Problem requirements:
Every entry must be echoed exactly.

Records:
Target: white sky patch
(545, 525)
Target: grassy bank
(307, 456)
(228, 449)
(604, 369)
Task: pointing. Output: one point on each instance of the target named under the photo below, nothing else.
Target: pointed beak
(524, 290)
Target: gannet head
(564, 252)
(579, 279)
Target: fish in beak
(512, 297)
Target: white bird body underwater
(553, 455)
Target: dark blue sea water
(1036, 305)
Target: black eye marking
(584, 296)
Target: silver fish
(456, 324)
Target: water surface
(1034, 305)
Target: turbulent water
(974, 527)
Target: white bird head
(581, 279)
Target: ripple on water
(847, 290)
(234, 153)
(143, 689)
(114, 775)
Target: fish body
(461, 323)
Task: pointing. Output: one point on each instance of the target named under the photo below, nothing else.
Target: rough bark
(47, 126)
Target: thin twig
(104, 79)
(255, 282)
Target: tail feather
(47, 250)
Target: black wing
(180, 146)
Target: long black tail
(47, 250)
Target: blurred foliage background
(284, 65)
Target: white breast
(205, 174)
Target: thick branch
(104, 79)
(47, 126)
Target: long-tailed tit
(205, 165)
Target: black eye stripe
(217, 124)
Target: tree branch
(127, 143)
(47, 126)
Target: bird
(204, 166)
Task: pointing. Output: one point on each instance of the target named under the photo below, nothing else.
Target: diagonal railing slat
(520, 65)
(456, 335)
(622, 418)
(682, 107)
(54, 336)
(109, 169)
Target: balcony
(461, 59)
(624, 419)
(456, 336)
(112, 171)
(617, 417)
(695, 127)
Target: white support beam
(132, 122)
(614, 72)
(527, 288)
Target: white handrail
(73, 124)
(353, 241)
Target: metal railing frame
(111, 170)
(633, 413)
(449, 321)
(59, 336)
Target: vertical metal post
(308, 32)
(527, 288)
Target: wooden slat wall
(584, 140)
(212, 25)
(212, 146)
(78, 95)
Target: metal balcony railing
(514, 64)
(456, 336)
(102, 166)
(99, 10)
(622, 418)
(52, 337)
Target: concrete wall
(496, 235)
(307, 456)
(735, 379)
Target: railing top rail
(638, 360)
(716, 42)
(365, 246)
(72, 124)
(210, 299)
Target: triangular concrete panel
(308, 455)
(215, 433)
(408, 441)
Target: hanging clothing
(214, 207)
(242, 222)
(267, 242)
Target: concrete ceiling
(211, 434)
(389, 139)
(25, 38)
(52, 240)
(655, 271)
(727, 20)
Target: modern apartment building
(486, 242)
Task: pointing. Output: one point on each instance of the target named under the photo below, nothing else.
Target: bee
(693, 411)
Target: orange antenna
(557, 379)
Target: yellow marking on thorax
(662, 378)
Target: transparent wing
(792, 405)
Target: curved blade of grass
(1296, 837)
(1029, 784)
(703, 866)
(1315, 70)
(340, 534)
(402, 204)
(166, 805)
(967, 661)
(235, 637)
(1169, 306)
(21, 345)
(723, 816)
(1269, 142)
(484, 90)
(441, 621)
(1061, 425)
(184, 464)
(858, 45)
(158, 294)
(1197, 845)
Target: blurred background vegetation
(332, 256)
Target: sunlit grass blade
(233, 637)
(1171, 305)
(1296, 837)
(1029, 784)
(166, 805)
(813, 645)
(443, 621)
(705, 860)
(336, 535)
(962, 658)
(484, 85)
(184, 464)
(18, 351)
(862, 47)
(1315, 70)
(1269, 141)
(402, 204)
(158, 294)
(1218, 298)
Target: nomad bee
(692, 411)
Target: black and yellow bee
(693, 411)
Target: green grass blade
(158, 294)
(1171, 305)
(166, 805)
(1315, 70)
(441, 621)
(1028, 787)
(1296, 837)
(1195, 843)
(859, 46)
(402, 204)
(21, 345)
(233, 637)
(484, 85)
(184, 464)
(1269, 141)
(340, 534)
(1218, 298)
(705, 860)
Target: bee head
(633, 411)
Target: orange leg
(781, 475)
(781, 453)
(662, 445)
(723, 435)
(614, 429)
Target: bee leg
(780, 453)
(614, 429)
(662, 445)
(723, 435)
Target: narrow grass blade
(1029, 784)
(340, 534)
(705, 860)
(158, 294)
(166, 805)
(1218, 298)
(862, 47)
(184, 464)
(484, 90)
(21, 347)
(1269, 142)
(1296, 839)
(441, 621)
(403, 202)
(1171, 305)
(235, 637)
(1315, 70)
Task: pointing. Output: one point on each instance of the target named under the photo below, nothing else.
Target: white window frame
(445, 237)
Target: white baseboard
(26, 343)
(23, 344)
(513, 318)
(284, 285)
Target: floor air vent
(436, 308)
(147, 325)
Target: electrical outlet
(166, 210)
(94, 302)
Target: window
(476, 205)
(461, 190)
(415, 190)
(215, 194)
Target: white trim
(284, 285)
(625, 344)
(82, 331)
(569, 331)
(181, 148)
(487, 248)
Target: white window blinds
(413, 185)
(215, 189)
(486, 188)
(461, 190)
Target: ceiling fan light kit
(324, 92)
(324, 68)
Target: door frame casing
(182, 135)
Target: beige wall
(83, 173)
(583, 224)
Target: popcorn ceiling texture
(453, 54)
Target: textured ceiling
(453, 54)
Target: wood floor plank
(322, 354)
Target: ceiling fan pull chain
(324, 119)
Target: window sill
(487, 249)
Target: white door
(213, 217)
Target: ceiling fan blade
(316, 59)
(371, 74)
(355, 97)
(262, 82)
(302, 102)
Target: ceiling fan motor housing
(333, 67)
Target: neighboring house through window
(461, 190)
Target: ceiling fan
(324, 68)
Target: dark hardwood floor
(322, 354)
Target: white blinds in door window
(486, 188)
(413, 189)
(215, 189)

Response for this exercise:
Target: white sky patch
(545, 525)
Target: grassy bank
(307, 456)
(228, 449)
(604, 369)
Task: pointing. Output: one point on each instance of the target named under the photo below, nothing else.
Target: pointed beak
(524, 290)
Target: gannet head
(564, 252)
(579, 279)
Target: fish in beak
(512, 297)
Target: white bird body underwater
(553, 455)
Target: dark blue sea water
(1036, 305)
Target: black eye marking
(584, 296)
Target: silver fish
(456, 324)
Target: water surface
(1034, 305)
Target: turbulent water
(974, 527)
Target: white bird head
(581, 279)
Target: ripple on water
(847, 290)
(234, 153)
(143, 689)
(114, 775)
Target: fish body
(461, 323)
Task: pointing. Output: one point on each instance of the target named under the photo below, nothing else.
Target: rough bark
(47, 126)
Target: thin twig
(104, 79)
(255, 282)
Target: tail feather
(47, 250)
Target: black wing
(180, 146)
Target: long black tail
(47, 250)
Target: blurred foliage background
(284, 65)
Target: white breast
(205, 174)
Target: thick branch
(104, 79)
(47, 126)
Target: long-tailed tit
(205, 165)
Target: black eye stripe
(217, 124)
Target: tree branch
(127, 143)
(47, 126)
Target: bird
(204, 166)
Task: pointing. Output: one point on each instance of the target named under the photo below, nothing else.
Target: diagonal railing slat
(520, 65)
(456, 335)
(622, 418)
(682, 107)
(54, 336)
(109, 169)
Target: balcony
(461, 59)
(624, 419)
(456, 336)
(112, 171)
(617, 417)
(695, 127)
Target: white support beam
(132, 122)
(614, 72)
(527, 288)
Target: white handrail
(73, 124)
(353, 241)
Target: metal railing frame
(111, 170)
(633, 413)
(449, 321)
(59, 336)
Target: vertical metal post
(308, 32)
(527, 288)
Target: wooden slat wall
(584, 140)
(212, 25)
(212, 146)
(78, 95)
Target: metal balcony railing
(514, 64)
(456, 336)
(102, 166)
(99, 10)
(622, 418)
(52, 337)
Target: concrete wall
(496, 235)
(307, 456)
(735, 379)
Target: railing top rail
(638, 360)
(716, 42)
(365, 246)
(72, 124)
(210, 299)
Target: triangular concrete panel
(308, 455)
(215, 433)
(408, 441)
Target: hanging clothing
(214, 207)
(242, 222)
(267, 242)
Target: concrete ceiling
(211, 434)
(389, 139)
(25, 38)
(52, 240)
(655, 271)
(727, 20)
Target: modern apartment building
(486, 242)
Task: pointing. Output: one point on each instance of the target named under the photo below, nothing else.
Target: bee
(693, 411)
Target: orange antenna
(557, 379)
Target: yellow marking on thorax
(662, 378)
Target: transparent wing
(792, 405)
Target: curved blade of grass
(1296, 837)
(1029, 784)
(703, 866)
(1315, 70)
(340, 534)
(402, 204)
(166, 805)
(967, 661)
(235, 637)
(1169, 306)
(21, 345)
(723, 816)
(1269, 142)
(484, 90)
(441, 621)
(1061, 425)
(184, 464)
(858, 45)
(158, 294)
(1197, 845)
Target: blurred background vegetation
(332, 256)
Target: sunlit grass blade
(233, 637)
(1171, 305)
(1296, 837)
(1029, 784)
(166, 805)
(813, 645)
(443, 621)
(705, 860)
(336, 535)
(962, 658)
(484, 85)
(184, 464)
(18, 351)
(862, 47)
(1315, 70)
(1269, 141)
(402, 204)
(158, 294)
(1218, 298)
Target: nomad bee
(692, 411)
Target: black and yellow bee
(693, 411)
Target: green grass blade
(158, 294)
(1171, 305)
(166, 805)
(1315, 70)
(441, 621)
(1028, 787)
(1296, 837)
(1195, 843)
(859, 46)
(402, 204)
(21, 345)
(233, 637)
(484, 85)
(184, 464)
(1269, 141)
(340, 534)
(1218, 298)
(705, 860)
Target: bee head
(633, 411)
Target: orange leg
(781, 475)
(781, 453)
(662, 445)
(723, 435)
(614, 429)
Target: bee leg
(780, 453)
(614, 429)
(662, 445)
(723, 435)
Target: narrow grass blade
(1029, 784)
(340, 534)
(705, 860)
(158, 294)
(166, 805)
(1218, 298)
(862, 47)
(184, 464)
(484, 90)
(21, 347)
(1269, 142)
(1296, 839)
(441, 621)
(403, 202)
(1171, 305)
(235, 637)
(1315, 70)
Task: pointing. Output: one point on each instance of the target named under the photo below, nothing else.
Target: white window frame
(445, 237)
Target: white baseboard
(26, 343)
(23, 344)
(513, 318)
(284, 285)
Target: floor air vent
(436, 308)
(147, 325)
Target: electrical outlet
(166, 210)
(94, 302)
Target: window
(476, 205)
(461, 190)
(415, 190)
(215, 194)
Target: white trim
(284, 285)
(625, 344)
(82, 331)
(569, 331)
(181, 148)
(487, 248)
Target: white window blinds
(413, 185)
(215, 189)
(486, 188)
(461, 190)
Target: ceiling fan light kit
(324, 92)
(324, 68)
Target: door frame casing
(182, 135)
Target: beige wall
(83, 173)
(583, 224)
Target: popcorn ceiling texture
(453, 54)
Target: textured ceiling
(453, 54)
Target: wood floor plank
(322, 354)
Target: ceiling fan pull chain
(324, 119)
Target: window sill
(487, 249)
Target: white door
(213, 217)
Target: ceiling fan blade
(316, 59)
(371, 74)
(355, 97)
(262, 82)
(302, 102)
Target: ceiling fan motor housing
(333, 67)
Target: neighboring house through window
(461, 190)
Target: ceiling fan
(324, 68)
Target: dark hardwood floor
(322, 354)
Target: white blinds in door window
(486, 188)
(413, 189)
(215, 189)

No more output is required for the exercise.